-------- Supplied passage
GitLab has a Three-Year Strategy, and we're excited to see every member of the Engineering division contribute to achieving it. Whether you're creating something new or improving something that already exists, we want you to feel empowered to bring your best ideas for influencing the product direction through improved scalability, usability, resilience, and system architectures. And when you feel like you need to expand your knowledge in a particular area, know that you're supported in having the resources to learn and improve your skills.
Having a product that people enjoy using is critical to our company’s success. Many users rely on GitLab every single workday to create their own great products. When we offer experiences that make their jobs faster and easier, we support them in building success in their own careers—a responsibility that we take seriously. And when our users are successful, we’re more successful, too, as evidenced by a McKinsey study showing 32% higher revenue growth in a 5-year period for companies that focus on great design.
That’s why part of our FY23 focus is to raise our System Usability Scale score through efforts like burning down significant (Sev 1 and Sev 2) usability issues, addressing Usability Benchmark insights, and migrating our UI to single-source-of-truth Pajamas components for better consistency, accessibility, and general usability.
----------------
§ Required tasks:
**1.** From the GitLab strategy passage, list the areas through which engineers are invited to bring ideas for influencing the product direction.
**2.** Carry on the GitLab strategy passage from its last sentence.
-------- Records
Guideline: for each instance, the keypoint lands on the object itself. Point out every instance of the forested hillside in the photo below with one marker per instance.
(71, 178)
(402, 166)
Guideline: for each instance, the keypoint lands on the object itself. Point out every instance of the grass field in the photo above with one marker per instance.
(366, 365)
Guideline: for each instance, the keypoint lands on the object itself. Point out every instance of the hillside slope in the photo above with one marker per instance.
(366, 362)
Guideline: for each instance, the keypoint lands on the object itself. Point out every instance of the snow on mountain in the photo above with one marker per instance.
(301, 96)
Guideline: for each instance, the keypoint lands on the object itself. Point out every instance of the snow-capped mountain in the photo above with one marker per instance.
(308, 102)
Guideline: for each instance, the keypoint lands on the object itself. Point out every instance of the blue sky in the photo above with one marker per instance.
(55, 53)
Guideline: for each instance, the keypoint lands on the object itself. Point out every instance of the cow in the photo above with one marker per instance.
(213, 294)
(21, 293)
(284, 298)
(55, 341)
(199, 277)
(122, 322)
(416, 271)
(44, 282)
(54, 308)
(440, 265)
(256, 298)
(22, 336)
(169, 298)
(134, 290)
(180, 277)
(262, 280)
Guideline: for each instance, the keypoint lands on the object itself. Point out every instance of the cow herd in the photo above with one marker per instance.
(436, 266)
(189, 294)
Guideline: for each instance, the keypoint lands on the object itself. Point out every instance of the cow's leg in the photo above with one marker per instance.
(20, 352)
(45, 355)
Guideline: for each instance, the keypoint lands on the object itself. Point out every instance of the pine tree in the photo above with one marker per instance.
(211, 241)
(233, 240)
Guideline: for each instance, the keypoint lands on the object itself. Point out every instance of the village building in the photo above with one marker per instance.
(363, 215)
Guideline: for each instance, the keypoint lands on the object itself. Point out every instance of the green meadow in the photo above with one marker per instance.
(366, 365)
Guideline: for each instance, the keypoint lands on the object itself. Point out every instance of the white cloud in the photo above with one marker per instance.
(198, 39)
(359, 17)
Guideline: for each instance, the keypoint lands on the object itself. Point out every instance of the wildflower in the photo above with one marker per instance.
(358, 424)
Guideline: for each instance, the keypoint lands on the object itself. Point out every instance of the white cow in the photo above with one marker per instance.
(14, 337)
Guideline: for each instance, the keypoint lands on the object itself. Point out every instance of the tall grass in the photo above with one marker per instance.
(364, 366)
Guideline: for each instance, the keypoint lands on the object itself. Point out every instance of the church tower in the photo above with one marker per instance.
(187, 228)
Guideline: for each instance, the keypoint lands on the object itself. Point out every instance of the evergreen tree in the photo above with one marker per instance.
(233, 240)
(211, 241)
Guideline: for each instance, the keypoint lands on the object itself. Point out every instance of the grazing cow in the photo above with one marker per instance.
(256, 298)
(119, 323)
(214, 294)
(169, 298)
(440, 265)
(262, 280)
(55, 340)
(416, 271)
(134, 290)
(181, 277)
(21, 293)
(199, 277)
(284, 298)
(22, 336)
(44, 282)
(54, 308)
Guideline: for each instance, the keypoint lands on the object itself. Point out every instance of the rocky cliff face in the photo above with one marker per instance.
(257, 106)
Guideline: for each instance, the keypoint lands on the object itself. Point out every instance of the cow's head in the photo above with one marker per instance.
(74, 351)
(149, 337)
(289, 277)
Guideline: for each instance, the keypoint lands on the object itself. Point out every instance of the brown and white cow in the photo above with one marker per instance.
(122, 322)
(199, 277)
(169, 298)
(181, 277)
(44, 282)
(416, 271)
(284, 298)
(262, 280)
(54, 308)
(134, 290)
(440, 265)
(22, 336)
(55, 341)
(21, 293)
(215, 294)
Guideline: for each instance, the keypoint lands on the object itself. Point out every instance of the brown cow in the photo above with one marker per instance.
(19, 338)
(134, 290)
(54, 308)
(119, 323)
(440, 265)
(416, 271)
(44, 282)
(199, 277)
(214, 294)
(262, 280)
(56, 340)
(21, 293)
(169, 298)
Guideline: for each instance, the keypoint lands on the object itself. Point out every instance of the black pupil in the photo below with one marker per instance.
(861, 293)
----------------
-------- Records
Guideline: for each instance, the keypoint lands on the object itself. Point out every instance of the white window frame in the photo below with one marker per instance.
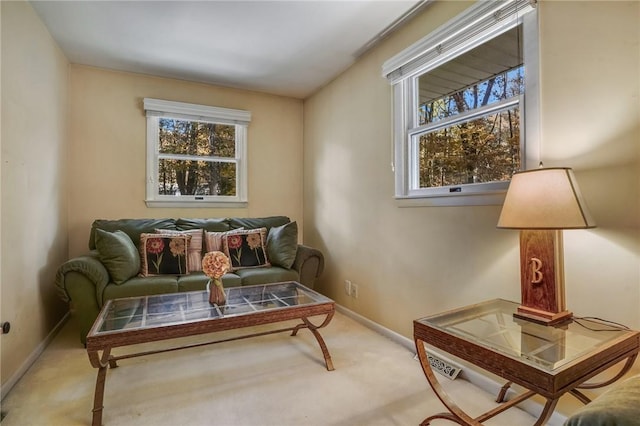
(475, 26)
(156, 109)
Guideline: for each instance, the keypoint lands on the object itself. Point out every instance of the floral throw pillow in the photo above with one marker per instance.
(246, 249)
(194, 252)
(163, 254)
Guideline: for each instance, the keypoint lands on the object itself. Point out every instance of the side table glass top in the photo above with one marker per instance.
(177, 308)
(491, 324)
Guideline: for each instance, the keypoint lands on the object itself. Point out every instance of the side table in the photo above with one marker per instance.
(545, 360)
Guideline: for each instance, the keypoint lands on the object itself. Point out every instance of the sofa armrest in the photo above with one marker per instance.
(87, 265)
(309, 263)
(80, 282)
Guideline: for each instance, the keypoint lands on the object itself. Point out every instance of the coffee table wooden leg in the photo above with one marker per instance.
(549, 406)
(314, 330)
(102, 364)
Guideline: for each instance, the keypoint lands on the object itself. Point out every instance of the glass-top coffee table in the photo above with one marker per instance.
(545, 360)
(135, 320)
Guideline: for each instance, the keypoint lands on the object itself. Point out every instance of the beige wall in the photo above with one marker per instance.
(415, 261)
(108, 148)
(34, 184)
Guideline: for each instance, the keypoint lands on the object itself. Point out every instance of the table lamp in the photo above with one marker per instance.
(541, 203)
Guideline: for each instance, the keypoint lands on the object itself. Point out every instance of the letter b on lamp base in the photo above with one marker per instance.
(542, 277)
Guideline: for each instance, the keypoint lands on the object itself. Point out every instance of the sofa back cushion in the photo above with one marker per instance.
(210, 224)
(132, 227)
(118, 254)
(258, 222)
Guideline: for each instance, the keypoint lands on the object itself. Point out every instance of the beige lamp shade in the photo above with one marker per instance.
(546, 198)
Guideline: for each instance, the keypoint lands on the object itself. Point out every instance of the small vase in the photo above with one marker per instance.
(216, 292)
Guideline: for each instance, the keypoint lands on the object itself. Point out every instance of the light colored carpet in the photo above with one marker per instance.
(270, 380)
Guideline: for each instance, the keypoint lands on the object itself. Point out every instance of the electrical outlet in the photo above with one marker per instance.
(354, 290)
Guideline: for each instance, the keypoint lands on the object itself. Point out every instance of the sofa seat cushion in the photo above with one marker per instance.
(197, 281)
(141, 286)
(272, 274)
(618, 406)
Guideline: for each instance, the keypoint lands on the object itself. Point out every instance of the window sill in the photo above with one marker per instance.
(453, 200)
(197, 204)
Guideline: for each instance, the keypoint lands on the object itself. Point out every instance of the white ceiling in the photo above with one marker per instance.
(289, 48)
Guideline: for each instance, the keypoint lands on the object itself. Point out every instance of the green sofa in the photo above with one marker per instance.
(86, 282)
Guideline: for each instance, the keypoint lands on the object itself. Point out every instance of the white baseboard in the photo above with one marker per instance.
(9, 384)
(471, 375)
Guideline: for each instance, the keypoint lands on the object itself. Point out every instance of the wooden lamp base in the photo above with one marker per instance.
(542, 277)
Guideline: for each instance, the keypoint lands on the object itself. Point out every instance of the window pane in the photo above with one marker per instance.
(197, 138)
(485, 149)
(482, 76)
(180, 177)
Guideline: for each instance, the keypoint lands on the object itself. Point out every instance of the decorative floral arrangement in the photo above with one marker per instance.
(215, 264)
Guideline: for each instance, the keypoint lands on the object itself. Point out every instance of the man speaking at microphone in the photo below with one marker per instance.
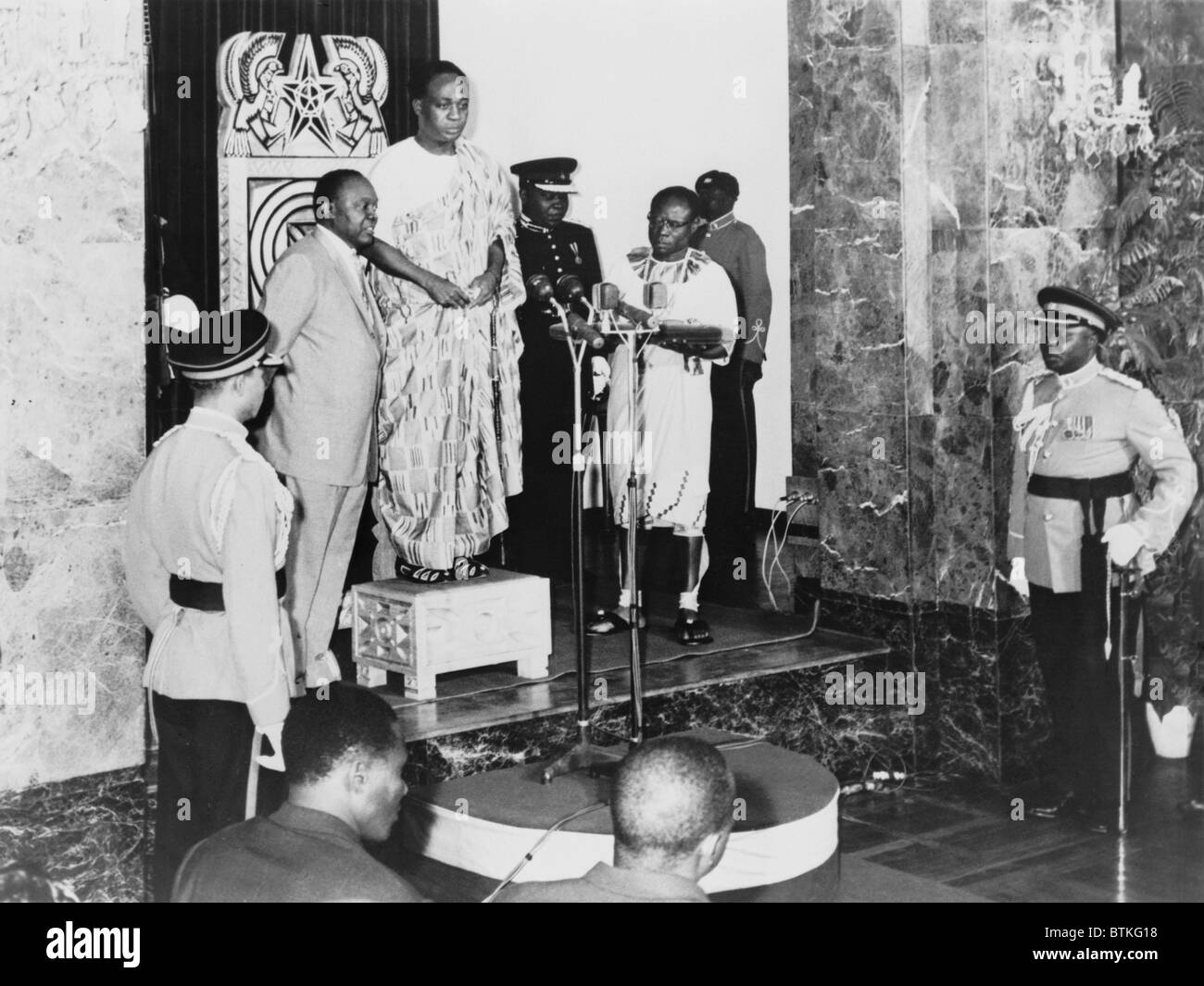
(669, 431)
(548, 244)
----------------
§ Responses to the exercise:
**1.** scalability, usability, resilience, system architectures

**2.**
We have a 3-year goal of reaching 1,000 monthly contributors as a way to mature new stages, add customer-desired features that aren’t on our roadmap, and even translate our product into multiple languages. To build towards that goal, in FY23, we’re enhancing our Contributor Education to help support high-quality contributions that align with our approach to product development. We’re also improving our response time for contributions and providing timely feedback for a better contributor experience. Lastly, we’re focused on a step-change increase of contributors by creating a Leading Organizations program tailored for full-time contributors.
Diverse teams perform better. They provide a sense of belonging that leads to higher levels of trust, better decision making, and a larger talent pool. They also focus more on facts, process facts more carefully, and are more innovative. By hiring globally and increasing the numbers of women and ethnic minorities in the Engineering division, we’re helping everyone bring their best selves to work.
Hiring is still a top priority in FY23, and we're excited to continue hiring people who are passionate about our product and have the skills to make it the best DevSecOps tool in the market. Our current focus areas include reducing the amount of time between offer and start dates and hiring a diverse team (see above). We're also implementing industry-standard approaches like structured, behavioral, and situational interviewing to help ensure a consistent interview process that helps to identify the best candidate for every role. We’re excited to have a recruiting org to partner with as we balance the time that managers spend recruiting against the time they spend investing in their current team members.
As expected, a large part of our focus in FY23 is on improving our product. Following are some large projects to note.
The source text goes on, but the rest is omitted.